TEXT SEGMENT
◇ ◇ ◇ ◇ ◇ ◇ ◇
MCMC exploration (``method='classic'``)
---------------------------------------
This is close to the method described in Skilling (2004). A new point
is drawn by starting at a one of the existing active points and doing
a short MCMC walk away from the point, taking a fixed number of
steps. In the walk, a new point is accepted if it has likelihood
higher than the likelihood constraint; otherwise it is rejected. The
number of steps can be controlled with the ``steps`` parameter.
Single ellipsoid (``method='single'``)
--------------------------------------
This is the method described by Mukherjee, Parkinson & Liddle (2006).
Determines a single ellipsoid that bounds all active points, enlarges
the ellipsoid by a user-settable factor, and selects a new point at
random from within the ellipsoid. The enlargement factor is designed
to ensure that the high-likelihood region is completely enclosed in
the ellipsoid.
Multiple ellipsoids (``method='multi'``)
----------------------------------------
This is the method first described in Shaw, Bridges & Hobson (2007) and
implemented in the MultiNest software (Feroz, Hobson & Bridges 2009).
In cases where the posterior is multi-modal, the single-ellipsoid
method can be extremely inefficient: In such situations, there are
clusters of active points on separate high-likelihood regions
separated by regions of lower likelihood. Bounding all points in a
single ellipsoid means that the ellipsoid includes the
lower-likelihood regions we wish to avoid sampling from.
The solution is to detect these clusters and bound them in separate
ellipsoids. For this, we use a recursive process where we perform
K-means clustering with K=2. If the resulting two ellipsoids have a
significantly lower total volume than the parent ellipsoid (less than
half), we accept the split and repeat the clustering and volume test
on each of the two subset of points. This process continues
recursively. Alternatively, if the total ellipse volume is
significantly greater than expected (based on the expected density of
points) this indicates that there may be more than two clusters and
that K=2 was not an appropriate cluster division. We therefore still
try to subdivide the clusters recursively. However, we still only
accept the final split into N clusters if the total volume decrease is
significant.
◇ ◇ ◇ ◇ ◇ ◇ ◇
[Named-object pointing records]
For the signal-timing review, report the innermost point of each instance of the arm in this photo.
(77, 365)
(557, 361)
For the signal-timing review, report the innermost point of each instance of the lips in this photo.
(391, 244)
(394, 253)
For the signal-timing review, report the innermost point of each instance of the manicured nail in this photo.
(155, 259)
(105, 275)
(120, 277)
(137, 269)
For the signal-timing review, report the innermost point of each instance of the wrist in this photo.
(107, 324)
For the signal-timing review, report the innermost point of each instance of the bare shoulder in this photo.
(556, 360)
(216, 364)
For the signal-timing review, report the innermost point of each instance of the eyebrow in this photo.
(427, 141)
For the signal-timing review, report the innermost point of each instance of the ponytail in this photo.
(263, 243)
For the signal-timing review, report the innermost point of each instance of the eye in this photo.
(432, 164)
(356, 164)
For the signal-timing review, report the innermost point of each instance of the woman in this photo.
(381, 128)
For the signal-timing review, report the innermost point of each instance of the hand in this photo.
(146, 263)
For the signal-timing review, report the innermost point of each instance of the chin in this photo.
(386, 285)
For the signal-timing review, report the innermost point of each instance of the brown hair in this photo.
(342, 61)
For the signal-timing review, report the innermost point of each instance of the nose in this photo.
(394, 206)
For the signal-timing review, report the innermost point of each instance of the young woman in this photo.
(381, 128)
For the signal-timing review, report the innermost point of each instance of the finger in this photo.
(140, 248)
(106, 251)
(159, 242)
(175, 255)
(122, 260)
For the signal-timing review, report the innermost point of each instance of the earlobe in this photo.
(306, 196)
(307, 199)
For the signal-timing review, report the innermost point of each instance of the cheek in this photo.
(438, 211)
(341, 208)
◇ ◇ ◇ ◇ ◇ ◇ ◇
PROBLEMS AND TASKS
**A.** According to the passage on sampling methods, in which software was the multiple-ellipsoid method implemented?
**B.** From the passage on sampling methods, copy everything from "In cases where" down to "avoid sampling from.".

EXPECTED RESPONSES
**A.** The MultiNest software.

**B.**
In cases where the posterior is multi-modal, the single-ellipsoid
method can be extremely inefficient: In such situations, there are
clusters of active points on separate high-likelihood regions
separated by regions of lower likelihood. Bounding all points in a
single ellipsoid means that the ellipsoid includes the
lower-likelihood regions we wish to avoid sampling from.